## TASK INSTRUCTIONS
Which lines below contain the word "roof"? Gather each one and copy it, treating case as significant.
□ □ □ □ □
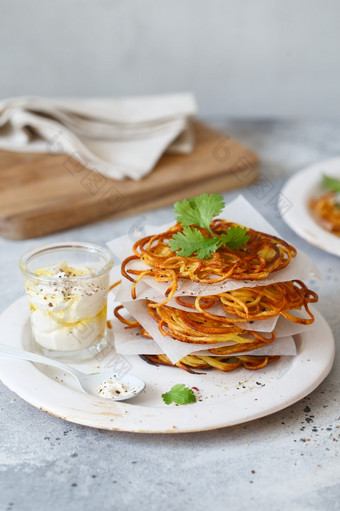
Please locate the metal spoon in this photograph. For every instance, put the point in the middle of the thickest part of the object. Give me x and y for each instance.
(89, 383)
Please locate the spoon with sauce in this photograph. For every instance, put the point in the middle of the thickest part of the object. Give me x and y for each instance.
(106, 385)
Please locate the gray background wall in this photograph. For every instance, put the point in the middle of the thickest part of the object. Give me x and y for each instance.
(242, 58)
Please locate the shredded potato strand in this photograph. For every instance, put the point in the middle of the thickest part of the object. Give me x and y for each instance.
(191, 363)
(260, 255)
(261, 302)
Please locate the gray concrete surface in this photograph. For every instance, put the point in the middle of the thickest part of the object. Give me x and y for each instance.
(242, 59)
(289, 460)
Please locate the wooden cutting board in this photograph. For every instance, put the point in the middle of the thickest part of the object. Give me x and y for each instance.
(44, 193)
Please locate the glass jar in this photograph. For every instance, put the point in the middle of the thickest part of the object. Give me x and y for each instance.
(67, 285)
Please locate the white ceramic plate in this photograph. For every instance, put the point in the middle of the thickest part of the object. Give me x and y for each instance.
(294, 209)
(227, 398)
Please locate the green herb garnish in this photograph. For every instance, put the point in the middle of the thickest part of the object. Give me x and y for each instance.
(179, 394)
(199, 211)
(331, 183)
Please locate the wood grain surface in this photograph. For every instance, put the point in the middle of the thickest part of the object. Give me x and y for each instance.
(45, 193)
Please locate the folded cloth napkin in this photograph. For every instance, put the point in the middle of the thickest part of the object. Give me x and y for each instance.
(117, 137)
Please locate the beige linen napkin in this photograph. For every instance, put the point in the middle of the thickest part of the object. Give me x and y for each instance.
(117, 137)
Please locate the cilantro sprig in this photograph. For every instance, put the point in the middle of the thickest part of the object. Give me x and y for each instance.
(199, 212)
(331, 183)
(179, 394)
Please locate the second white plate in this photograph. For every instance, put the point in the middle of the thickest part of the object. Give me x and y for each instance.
(294, 209)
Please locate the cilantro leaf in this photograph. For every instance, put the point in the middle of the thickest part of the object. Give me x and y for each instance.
(179, 394)
(199, 210)
(235, 238)
(331, 183)
(191, 240)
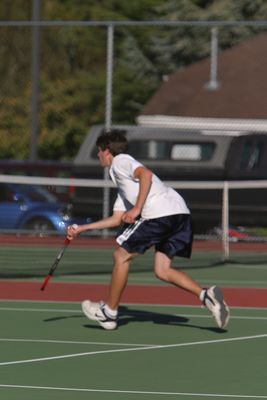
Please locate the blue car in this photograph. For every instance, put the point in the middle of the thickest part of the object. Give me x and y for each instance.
(33, 208)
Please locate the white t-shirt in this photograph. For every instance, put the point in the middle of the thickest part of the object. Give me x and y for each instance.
(161, 201)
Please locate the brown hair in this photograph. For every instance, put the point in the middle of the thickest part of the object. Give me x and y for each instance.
(115, 141)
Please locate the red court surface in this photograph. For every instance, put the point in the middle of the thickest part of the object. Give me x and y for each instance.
(134, 294)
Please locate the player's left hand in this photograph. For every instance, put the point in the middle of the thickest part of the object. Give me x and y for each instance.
(130, 216)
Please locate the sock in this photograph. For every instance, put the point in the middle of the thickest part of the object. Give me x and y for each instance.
(111, 313)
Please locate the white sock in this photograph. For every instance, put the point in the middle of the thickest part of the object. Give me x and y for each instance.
(110, 312)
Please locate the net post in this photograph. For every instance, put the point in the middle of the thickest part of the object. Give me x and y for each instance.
(225, 222)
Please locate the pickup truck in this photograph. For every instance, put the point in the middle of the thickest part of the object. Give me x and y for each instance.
(186, 155)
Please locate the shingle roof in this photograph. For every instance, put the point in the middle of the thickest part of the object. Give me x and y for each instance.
(242, 75)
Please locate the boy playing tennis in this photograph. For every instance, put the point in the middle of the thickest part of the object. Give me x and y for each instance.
(152, 214)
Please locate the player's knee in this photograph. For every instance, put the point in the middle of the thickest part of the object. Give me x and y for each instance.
(120, 256)
(161, 273)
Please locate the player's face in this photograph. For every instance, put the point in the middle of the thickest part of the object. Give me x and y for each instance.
(104, 157)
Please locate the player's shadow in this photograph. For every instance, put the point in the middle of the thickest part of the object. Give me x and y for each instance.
(127, 316)
(63, 317)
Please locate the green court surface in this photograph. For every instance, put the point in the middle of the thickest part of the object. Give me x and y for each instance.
(51, 351)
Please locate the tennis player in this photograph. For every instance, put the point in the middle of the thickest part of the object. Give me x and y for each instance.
(149, 213)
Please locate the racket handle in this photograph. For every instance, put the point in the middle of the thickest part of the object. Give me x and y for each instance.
(45, 282)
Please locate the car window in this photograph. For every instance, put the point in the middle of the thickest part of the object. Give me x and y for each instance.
(6, 194)
(36, 193)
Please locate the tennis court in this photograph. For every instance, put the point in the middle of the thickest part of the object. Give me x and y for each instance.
(166, 346)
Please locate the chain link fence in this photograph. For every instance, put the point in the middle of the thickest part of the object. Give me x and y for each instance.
(60, 78)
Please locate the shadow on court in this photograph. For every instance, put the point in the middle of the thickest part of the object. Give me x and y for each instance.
(127, 316)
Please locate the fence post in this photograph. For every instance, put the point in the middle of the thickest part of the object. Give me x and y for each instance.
(225, 222)
(108, 113)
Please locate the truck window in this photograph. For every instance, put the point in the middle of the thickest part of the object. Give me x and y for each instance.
(171, 150)
(251, 155)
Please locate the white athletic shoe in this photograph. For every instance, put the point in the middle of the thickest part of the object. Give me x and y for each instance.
(213, 300)
(96, 312)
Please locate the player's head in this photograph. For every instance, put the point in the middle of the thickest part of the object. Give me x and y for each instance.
(115, 141)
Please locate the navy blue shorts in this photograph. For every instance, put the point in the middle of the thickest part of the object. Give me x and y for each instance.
(171, 235)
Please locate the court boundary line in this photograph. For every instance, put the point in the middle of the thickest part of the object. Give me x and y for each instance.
(153, 347)
(122, 304)
(236, 396)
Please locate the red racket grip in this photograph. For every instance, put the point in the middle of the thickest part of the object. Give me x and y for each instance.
(45, 282)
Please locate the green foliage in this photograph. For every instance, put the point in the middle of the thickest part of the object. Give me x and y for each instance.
(73, 64)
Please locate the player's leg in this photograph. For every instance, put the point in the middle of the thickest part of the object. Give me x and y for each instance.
(106, 314)
(211, 297)
(164, 271)
(119, 276)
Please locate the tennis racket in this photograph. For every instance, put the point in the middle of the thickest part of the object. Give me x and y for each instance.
(55, 264)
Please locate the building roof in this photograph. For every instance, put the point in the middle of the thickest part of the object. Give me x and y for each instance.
(242, 92)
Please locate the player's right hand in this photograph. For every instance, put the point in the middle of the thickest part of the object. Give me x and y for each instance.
(72, 231)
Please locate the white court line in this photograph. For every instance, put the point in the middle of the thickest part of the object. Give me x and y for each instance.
(233, 396)
(73, 342)
(156, 347)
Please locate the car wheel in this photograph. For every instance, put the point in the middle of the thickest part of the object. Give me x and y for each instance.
(39, 226)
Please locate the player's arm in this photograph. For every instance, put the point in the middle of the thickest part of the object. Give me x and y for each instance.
(106, 223)
(144, 176)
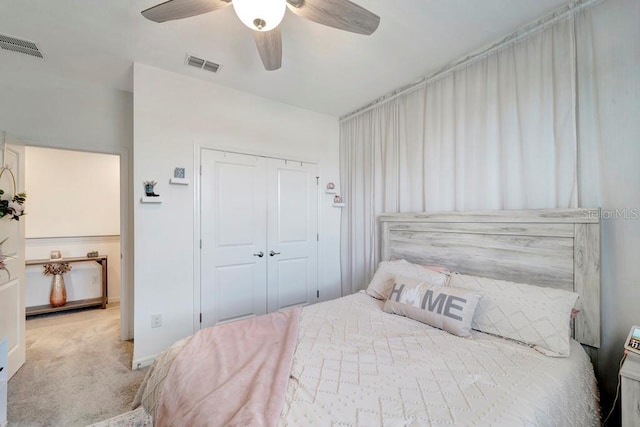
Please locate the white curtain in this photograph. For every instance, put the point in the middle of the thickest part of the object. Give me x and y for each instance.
(497, 132)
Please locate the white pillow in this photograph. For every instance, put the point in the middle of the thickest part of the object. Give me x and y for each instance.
(531, 314)
(382, 282)
(442, 307)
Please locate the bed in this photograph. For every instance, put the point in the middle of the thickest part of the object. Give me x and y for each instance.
(353, 363)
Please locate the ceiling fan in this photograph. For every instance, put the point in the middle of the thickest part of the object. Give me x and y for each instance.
(264, 17)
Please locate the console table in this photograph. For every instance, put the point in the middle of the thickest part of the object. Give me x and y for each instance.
(70, 305)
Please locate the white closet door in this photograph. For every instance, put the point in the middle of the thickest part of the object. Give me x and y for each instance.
(233, 228)
(292, 234)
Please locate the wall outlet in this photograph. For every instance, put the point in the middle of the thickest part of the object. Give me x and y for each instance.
(156, 320)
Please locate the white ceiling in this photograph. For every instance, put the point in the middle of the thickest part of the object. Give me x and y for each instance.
(323, 69)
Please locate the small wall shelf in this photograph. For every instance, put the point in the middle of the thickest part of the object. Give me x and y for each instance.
(179, 181)
(147, 199)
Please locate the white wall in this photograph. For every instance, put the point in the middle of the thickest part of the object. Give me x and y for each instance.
(173, 115)
(71, 193)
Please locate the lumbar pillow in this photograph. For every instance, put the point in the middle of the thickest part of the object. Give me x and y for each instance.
(535, 315)
(382, 282)
(442, 307)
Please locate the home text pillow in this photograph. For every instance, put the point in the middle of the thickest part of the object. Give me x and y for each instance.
(382, 281)
(443, 307)
(531, 314)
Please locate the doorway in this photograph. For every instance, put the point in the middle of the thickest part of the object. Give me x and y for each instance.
(74, 212)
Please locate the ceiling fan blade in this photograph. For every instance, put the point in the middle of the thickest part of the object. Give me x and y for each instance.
(340, 14)
(178, 9)
(269, 45)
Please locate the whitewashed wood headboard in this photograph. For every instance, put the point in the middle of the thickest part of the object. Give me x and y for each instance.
(558, 248)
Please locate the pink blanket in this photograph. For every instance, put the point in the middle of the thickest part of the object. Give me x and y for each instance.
(234, 374)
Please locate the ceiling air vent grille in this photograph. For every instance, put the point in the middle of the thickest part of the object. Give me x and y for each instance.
(203, 64)
(20, 46)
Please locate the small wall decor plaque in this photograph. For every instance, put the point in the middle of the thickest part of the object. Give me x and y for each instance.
(149, 188)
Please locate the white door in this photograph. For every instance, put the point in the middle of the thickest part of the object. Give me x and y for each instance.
(292, 268)
(12, 289)
(233, 230)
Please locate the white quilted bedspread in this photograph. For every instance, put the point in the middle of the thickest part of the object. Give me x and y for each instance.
(358, 366)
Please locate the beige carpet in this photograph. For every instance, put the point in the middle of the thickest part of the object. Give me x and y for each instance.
(78, 372)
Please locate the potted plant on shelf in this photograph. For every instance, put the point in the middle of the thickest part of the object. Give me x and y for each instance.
(58, 295)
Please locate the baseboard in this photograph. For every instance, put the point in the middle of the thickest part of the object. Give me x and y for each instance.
(141, 363)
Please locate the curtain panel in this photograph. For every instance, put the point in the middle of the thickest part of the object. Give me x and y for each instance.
(497, 132)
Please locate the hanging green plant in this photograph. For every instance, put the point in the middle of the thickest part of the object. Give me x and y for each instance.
(14, 208)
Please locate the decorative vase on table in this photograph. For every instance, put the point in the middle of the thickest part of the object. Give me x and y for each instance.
(58, 295)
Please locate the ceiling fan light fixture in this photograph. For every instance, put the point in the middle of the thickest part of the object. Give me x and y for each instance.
(260, 15)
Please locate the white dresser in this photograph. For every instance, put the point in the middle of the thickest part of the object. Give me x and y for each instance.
(630, 377)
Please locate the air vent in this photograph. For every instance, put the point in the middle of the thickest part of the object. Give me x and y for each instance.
(20, 46)
(203, 64)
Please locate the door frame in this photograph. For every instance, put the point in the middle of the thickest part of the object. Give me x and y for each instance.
(126, 232)
(197, 158)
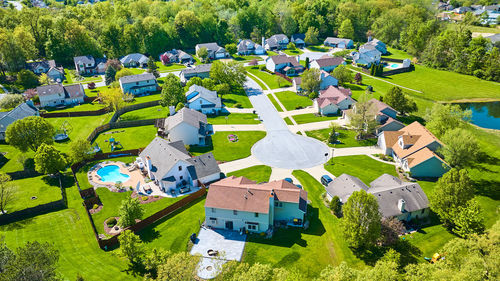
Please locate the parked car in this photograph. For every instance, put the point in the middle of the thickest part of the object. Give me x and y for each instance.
(325, 180)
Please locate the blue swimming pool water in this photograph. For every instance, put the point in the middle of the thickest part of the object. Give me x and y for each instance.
(112, 173)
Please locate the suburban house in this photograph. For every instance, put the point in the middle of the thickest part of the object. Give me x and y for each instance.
(241, 204)
(326, 80)
(176, 56)
(21, 111)
(284, 64)
(135, 60)
(299, 39)
(138, 84)
(276, 42)
(414, 149)
(202, 71)
(214, 50)
(202, 99)
(327, 63)
(341, 43)
(403, 200)
(48, 67)
(87, 65)
(333, 100)
(248, 47)
(187, 125)
(57, 94)
(169, 165)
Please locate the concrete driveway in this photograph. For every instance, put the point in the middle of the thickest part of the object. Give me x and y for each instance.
(281, 148)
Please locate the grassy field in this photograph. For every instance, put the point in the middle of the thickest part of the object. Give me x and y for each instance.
(224, 150)
(346, 138)
(291, 100)
(234, 118)
(308, 251)
(259, 173)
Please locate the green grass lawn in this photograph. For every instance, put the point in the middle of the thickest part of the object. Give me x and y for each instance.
(292, 101)
(307, 251)
(130, 138)
(275, 103)
(224, 150)
(346, 138)
(259, 173)
(311, 117)
(234, 118)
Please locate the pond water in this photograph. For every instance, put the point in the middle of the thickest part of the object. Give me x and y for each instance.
(484, 114)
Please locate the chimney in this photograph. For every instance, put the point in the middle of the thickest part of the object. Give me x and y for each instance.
(401, 205)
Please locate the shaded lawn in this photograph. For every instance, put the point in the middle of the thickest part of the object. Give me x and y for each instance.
(234, 118)
(308, 251)
(292, 101)
(224, 150)
(259, 173)
(346, 138)
(311, 117)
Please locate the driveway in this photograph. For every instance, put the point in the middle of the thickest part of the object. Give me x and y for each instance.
(281, 148)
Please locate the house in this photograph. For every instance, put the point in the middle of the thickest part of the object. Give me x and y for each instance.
(188, 126)
(276, 42)
(327, 63)
(48, 67)
(135, 60)
(237, 203)
(248, 47)
(201, 99)
(341, 43)
(202, 71)
(284, 64)
(87, 65)
(176, 56)
(169, 166)
(326, 80)
(403, 200)
(57, 94)
(21, 111)
(214, 50)
(414, 150)
(299, 39)
(138, 84)
(333, 100)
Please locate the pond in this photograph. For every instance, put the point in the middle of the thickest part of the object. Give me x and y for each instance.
(484, 114)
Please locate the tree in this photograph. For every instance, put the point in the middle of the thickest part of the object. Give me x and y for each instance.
(29, 133)
(346, 29)
(343, 74)
(461, 148)
(11, 101)
(361, 221)
(231, 48)
(27, 79)
(130, 210)
(202, 53)
(311, 80)
(49, 160)
(454, 190)
(131, 246)
(399, 101)
(7, 192)
(172, 92)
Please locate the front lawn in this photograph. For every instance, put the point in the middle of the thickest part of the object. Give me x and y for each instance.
(224, 150)
(346, 138)
(311, 117)
(234, 118)
(292, 100)
(259, 173)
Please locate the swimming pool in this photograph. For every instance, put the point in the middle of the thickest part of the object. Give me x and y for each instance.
(111, 173)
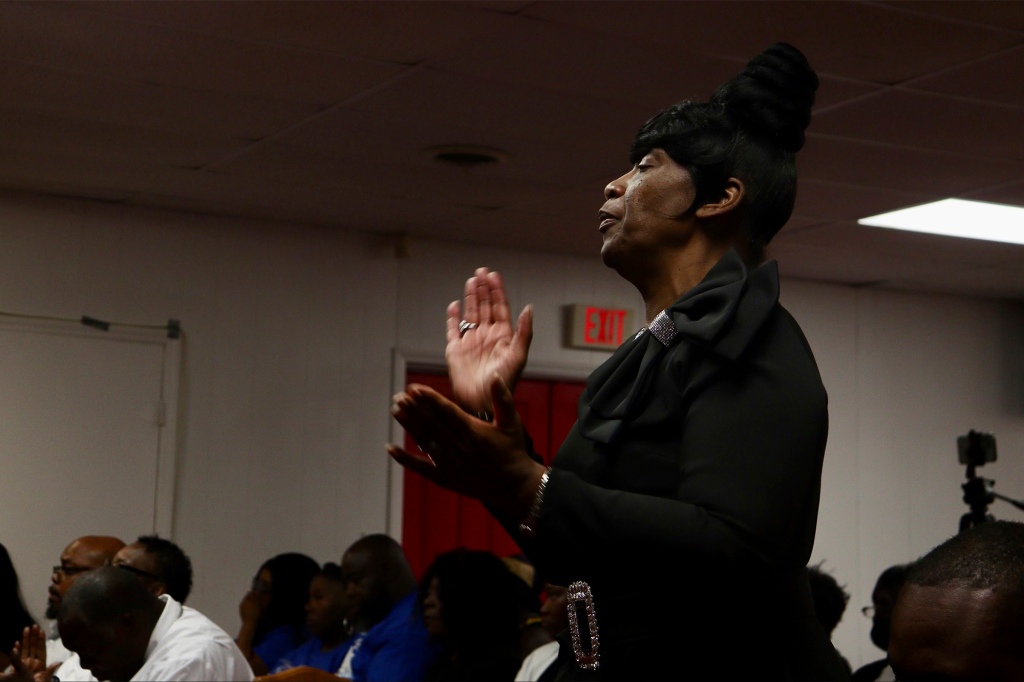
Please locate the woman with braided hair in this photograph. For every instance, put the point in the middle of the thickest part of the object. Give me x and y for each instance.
(681, 508)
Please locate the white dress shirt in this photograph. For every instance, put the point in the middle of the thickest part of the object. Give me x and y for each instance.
(186, 645)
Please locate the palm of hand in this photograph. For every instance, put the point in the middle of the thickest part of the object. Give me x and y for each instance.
(474, 358)
(491, 345)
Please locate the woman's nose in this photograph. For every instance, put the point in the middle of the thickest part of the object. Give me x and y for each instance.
(615, 187)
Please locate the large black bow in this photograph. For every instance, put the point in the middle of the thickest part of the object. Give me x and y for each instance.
(719, 316)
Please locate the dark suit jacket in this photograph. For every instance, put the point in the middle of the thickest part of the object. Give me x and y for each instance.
(694, 523)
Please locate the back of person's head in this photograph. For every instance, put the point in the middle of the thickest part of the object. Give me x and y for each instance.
(829, 597)
(986, 557)
(479, 601)
(291, 573)
(961, 613)
(108, 617)
(892, 579)
(327, 610)
(173, 565)
(13, 615)
(751, 129)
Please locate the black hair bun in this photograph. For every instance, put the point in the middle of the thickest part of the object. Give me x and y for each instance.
(773, 95)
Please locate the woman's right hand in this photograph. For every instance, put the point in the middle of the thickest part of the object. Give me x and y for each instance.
(492, 346)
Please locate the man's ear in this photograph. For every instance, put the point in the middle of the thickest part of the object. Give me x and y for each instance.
(729, 200)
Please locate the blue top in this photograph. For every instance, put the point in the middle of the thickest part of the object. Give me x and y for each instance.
(397, 648)
(278, 642)
(311, 654)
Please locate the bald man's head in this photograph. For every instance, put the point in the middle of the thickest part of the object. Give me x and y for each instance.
(108, 617)
(86, 553)
(961, 614)
(377, 576)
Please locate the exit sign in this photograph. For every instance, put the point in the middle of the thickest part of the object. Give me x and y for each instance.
(596, 327)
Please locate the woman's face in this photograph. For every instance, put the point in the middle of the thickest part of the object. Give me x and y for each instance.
(326, 609)
(646, 213)
(432, 609)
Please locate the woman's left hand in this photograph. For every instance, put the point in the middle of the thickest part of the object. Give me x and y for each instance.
(483, 460)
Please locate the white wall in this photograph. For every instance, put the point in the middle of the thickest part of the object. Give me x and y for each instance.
(288, 373)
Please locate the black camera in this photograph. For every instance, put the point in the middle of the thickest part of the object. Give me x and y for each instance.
(977, 449)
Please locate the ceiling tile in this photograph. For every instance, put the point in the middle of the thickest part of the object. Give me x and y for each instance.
(859, 40)
(1011, 193)
(994, 13)
(33, 88)
(493, 112)
(869, 164)
(456, 186)
(929, 122)
(996, 79)
(68, 37)
(352, 208)
(832, 201)
(397, 32)
(22, 167)
(58, 134)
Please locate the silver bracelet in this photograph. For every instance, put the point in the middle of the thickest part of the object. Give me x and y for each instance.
(528, 525)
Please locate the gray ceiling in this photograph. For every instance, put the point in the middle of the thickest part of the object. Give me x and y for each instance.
(323, 113)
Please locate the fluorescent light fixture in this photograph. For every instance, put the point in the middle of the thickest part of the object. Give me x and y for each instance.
(956, 217)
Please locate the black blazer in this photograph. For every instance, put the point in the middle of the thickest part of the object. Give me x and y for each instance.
(693, 521)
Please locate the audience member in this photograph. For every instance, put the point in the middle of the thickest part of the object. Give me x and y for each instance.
(273, 616)
(881, 611)
(961, 614)
(829, 602)
(471, 607)
(539, 665)
(531, 632)
(121, 631)
(327, 613)
(14, 617)
(392, 642)
(161, 564)
(82, 555)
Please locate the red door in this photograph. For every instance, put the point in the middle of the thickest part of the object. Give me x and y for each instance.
(435, 520)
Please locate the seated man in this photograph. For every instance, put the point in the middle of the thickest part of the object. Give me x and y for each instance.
(393, 643)
(80, 556)
(883, 599)
(961, 613)
(122, 632)
(161, 564)
(83, 554)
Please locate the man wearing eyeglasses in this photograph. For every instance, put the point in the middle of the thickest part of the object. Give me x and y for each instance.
(84, 554)
(162, 565)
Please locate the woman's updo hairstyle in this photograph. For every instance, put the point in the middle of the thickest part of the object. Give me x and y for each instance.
(751, 129)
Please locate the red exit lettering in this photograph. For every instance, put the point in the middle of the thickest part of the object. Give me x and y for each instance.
(603, 326)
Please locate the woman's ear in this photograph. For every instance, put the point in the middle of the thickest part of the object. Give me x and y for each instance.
(729, 200)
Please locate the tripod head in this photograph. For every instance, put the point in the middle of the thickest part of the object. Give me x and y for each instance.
(975, 451)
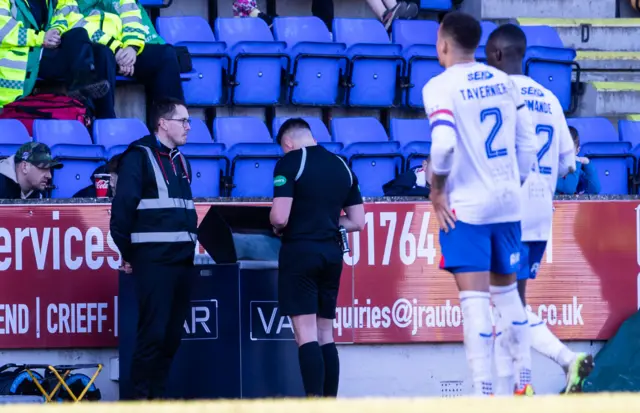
□ □ □ □ □
## RESULT FOR THIS EXERCISE
Please locate the shingle roof in this photograph. For every instance, put the point in the middle of the thickest part of the object. Give me x and y for each instance.
Please locate the building roof in this photograph. For every instance, put the point in the middle of the thickest part of the object. Give me x and y for each instance.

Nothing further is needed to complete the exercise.